→ Exercise
Each entry has to be given again in its exact wording, and no picture may appear in the result.

********************

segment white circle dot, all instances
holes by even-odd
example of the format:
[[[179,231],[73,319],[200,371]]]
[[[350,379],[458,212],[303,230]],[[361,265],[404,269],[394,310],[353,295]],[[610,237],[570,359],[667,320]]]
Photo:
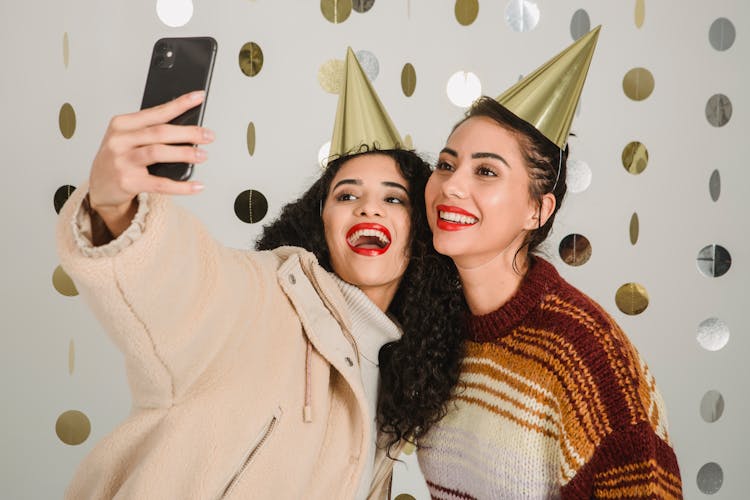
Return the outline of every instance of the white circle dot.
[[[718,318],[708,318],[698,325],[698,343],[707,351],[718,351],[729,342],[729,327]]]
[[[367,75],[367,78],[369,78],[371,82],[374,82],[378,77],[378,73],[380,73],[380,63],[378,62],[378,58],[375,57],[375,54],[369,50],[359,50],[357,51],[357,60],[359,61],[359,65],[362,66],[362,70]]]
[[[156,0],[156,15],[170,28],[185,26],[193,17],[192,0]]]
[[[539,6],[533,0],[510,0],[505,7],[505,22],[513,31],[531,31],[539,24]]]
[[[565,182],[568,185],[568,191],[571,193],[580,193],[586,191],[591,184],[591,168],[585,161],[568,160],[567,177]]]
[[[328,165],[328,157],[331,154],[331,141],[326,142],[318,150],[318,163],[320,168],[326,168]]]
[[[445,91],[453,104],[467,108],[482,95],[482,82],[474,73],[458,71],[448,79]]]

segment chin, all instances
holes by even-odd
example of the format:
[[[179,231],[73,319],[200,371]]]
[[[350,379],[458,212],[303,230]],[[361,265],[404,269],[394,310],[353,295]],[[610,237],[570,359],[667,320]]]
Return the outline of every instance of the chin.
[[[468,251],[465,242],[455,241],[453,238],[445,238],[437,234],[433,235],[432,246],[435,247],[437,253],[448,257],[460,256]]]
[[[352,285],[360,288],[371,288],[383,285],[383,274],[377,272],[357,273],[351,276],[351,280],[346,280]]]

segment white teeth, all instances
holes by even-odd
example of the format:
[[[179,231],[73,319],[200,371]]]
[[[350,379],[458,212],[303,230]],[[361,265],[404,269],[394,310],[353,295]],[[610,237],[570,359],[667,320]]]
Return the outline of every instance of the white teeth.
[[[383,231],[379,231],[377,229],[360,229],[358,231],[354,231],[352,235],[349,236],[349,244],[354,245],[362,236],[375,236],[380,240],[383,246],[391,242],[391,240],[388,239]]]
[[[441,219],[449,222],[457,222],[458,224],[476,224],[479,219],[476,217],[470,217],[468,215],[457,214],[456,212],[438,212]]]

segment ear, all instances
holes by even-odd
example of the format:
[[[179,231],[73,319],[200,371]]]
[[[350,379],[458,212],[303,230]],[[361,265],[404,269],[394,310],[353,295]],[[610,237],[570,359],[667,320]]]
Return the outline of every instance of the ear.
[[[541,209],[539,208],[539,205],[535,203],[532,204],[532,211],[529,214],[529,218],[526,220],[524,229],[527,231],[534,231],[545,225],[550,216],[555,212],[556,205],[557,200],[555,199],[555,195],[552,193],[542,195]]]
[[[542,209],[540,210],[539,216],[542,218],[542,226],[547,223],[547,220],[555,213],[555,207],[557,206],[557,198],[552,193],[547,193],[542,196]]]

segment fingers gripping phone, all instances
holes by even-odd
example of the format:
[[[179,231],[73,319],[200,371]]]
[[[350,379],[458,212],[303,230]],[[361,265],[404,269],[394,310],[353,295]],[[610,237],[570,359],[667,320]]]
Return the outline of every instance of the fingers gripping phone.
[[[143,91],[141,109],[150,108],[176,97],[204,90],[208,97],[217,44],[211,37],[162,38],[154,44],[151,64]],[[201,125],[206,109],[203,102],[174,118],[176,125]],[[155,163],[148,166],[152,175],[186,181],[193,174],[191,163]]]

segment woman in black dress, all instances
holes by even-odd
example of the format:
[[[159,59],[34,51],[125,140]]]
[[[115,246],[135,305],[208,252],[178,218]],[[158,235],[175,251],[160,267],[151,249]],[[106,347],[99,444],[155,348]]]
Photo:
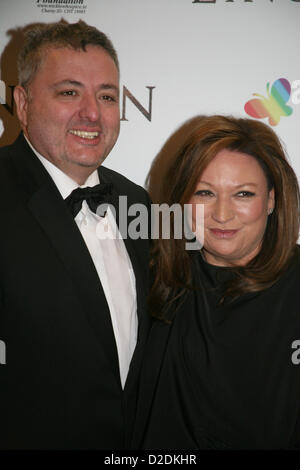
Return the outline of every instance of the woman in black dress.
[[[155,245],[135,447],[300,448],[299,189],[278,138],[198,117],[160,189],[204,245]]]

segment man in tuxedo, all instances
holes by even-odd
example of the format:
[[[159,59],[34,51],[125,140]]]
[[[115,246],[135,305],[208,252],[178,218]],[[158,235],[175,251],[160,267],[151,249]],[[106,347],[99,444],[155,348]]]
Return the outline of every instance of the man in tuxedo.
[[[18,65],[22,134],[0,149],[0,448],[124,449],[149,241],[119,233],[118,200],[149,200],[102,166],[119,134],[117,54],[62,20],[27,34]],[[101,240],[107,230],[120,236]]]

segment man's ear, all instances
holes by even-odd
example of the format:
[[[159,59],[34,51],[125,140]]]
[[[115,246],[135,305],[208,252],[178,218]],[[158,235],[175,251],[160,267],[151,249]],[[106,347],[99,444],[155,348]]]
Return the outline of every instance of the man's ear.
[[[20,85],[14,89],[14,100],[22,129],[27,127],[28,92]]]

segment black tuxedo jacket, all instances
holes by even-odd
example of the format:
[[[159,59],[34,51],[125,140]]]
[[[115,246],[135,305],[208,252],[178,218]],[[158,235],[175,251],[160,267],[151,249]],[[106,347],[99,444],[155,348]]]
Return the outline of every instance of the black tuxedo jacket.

********************

→ Response to the exercise
segment white circle dot, all instances
holes by even-odd
example of the format:
[[[179,231],[73,319],[200,371]]]
[[[350,379],[458,212],[303,230]],[[361,265],[404,269],[394,310],[353,295]],[[610,237],[570,359],[667,320]]]
Photo:
Return the outline of every instance of the white circle dot.
[[[718,318],[708,318],[698,325],[698,343],[707,351],[718,351],[729,342],[729,327]]]
[[[367,75],[367,78],[369,78],[371,82],[374,82],[378,77],[378,73],[380,73],[380,63],[378,62],[378,58],[375,57],[375,54],[369,50],[359,50],[357,51],[357,60],[359,61],[359,65],[362,66],[362,70]]]
[[[156,0],[156,15],[170,28],[185,26],[193,17],[192,0]]]
[[[539,6],[533,0],[510,0],[505,7],[505,22],[513,31],[531,31],[539,24]]]
[[[565,182],[568,185],[568,191],[571,193],[580,193],[586,191],[591,184],[591,168],[585,161],[568,160],[567,177]]]
[[[328,165],[328,157],[331,154],[331,141],[326,142],[318,150],[318,163],[320,168],[326,168]]]
[[[445,91],[453,104],[467,108],[482,95],[482,82],[474,73],[458,71],[448,79]]]

segment chin, all instances
holes by even-odd
example of the format:
[[[179,231],[73,319],[200,371]]]
[[[350,379],[458,212],[303,230]],[[361,265],[404,269],[394,310],[353,295]],[[610,237],[570,359],[667,320]]]
Return the outline of every instance of the chin.
[[[468,251],[465,242],[455,241],[453,238],[445,238],[437,234],[433,235],[432,246],[435,247],[437,253],[448,257],[460,256]]]
[[[352,285],[360,288],[371,288],[383,285],[383,274],[377,272],[357,273],[351,276],[351,280],[346,280]]]

segment white teeth, all instances
holes by even-odd
example of the format:
[[[179,231],[73,319],[200,371]]]
[[[350,379],[458,212],[303,230]],[[361,265],[404,269],[394,310],[353,295]],[[610,237],[570,359],[667,320]]]
Return the outline of every instance of the white teeth.
[[[383,231],[379,231],[377,229],[360,229],[358,231],[354,231],[352,235],[349,236],[349,244],[354,245],[362,236],[375,236],[380,240],[383,246],[391,242],[391,240],[388,239]]]
[[[441,219],[449,222],[457,222],[458,224],[476,224],[479,219],[476,217],[470,217],[468,215],[457,214],[456,212],[438,212]]]

segment ear, all instances
holes by even-odd
example of the format:
[[[179,231],[73,319],[200,371]]]
[[[350,379],[458,212],[303,230]],[[361,265],[404,269],[394,310],[353,295]],[[610,237],[570,359],[667,320]]]
Return the outline of every instance of the ear.
[[[541,209],[539,208],[539,205],[535,203],[532,204],[532,211],[529,214],[529,218],[526,220],[524,229],[527,231],[534,231],[545,225],[550,216],[555,212],[556,205],[557,200],[555,199],[555,195],[552,193],[542,195]]]
[[[542,209],[540,210],[539,216],[542,218],[542,226],[547,223],[547,220],[555,213],[555,207],[557,206],[557,198],[552,193],[547,193],[542,196]]]

segment fingers gripping phone, all instances
holes by even-odd
example of the format:
[[[179,231],[73,319],[200,371]]]
[[[350,379],[458,212],[303,230]],[[361,265],[404,269],[394,310],[353,295]],[[610,237],[570,359],[667,320]]]
Return the outline of every instance of the fingers gripping phone.
[[[143,91],[141,109],[150,108],[176,97],[204,90],[208,97],[217,44],[211,37],[162,38],[154,44],[151,64]],[[201,125],[206,109],[203,102],[174,118],[176,125]],[[155,163],[148,166],[152,175],[186,181],[193,174],[191,163]]]

segment woman in black dress, all instances
holes by even-odd
example of the format:
[[[159,59],[34,51],[125,140]]]
[[[115,246],[135,305],[208,252],[178,218]],[[158,235],[175,251],[160,267],[151,249]],[[106,347],[99,444],[155,348]]]
Photo:
Return the outline of every instance of the woman in black dress.
[[[155,245],[135,447],[300,448],[299,189],[278,138],[198,117],[160,189],[204,245]]]

segment man in tuxedo, all instances
holes by even-odd
example of the format:
[[[159,59],[34,51],[125,140]]]
[[[115,246],[135,305],[208,252],[178,218]],[[158,235],[175,251],[160,267],[151,249]],[[106,347],[99,444],[155,348]]]
Return the outline of every instance of the man in tuxedo.
[[[18,65],[22,134],[0,149],[0,448],[124,449],[149,241],[119,233],[118,200],[149,200],[102,166],[119,134],[117,54],[62,20],[27,34]],[[101,240],[107,230],[120,236]]]

segment man's ear, all instances
holes by even-odd
example of the format:
[[[159,59],[34,51],[125,140]]]
[[[115,246],[135,305],[208,252],[178,218]],[[158,235],[175,251],[160,267],[151,249]],[[106,347],[99,444],[155,348]]]
Return the outline of every instance of the man's ear.
[[[20,85],[14,89],[14,100],[22,129],[27,127],[28,92]]]

segment black tuxedo jacket, all instances
holes by even-odd
example of the format:
[[[159,59],[34,51],[125,140]]]
[[[115,246],[135,305],[208,252],[178,218]],[[158,235],[175,251],[160,267],[151,249]],[[106,347],[99,444],[155,348]]]
Return the outline of every instance of the black tuxedo jacket.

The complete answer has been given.